(Records drawn from a dataset)
Segment Open

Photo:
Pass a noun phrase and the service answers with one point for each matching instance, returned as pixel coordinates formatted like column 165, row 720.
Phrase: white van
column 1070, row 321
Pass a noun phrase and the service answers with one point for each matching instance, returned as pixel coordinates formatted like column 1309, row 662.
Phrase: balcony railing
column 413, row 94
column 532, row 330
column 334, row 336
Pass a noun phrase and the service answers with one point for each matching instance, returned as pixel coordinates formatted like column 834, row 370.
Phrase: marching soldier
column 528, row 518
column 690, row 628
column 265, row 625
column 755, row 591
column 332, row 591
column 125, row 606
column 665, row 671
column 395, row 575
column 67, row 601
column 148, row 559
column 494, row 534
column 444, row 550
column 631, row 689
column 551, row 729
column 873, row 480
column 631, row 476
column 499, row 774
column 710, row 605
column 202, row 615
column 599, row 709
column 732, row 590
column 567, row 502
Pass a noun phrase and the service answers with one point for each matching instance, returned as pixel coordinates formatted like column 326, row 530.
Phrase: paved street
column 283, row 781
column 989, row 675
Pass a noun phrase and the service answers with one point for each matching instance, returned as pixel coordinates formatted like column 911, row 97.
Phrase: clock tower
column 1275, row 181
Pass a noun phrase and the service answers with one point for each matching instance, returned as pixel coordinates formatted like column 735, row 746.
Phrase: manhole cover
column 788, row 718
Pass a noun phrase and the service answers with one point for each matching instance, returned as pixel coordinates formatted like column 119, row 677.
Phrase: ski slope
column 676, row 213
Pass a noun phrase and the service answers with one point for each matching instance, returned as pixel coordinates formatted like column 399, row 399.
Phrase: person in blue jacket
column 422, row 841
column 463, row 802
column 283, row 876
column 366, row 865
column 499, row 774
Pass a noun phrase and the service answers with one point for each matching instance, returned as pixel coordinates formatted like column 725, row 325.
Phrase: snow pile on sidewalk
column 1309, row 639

Segment Closed

[Directions] Reply with the lines from the first line of the entries through the line that contains "834, row 370.", repeated exactly with both ends kept, and with nothing else.

[Output below]
Photo:
Pass a noun phrase and the service answers with one point for each matching instance, returned as pixel coordinates formatted like column 165, row 720.
Phrase: white van
column 1070, row 321
Pass a noun phrase and the service answers with one point for each matching instance, returned as pixel coordinates formatted like column 1309, row 662.
Phrase: balcony railing
column 413, row 94
column 532, row 330
column 334, row 336
Pass a noun phrase and the service answers with one point for each matching instance, returned as pixel coordinates formatted like column 834, row 370.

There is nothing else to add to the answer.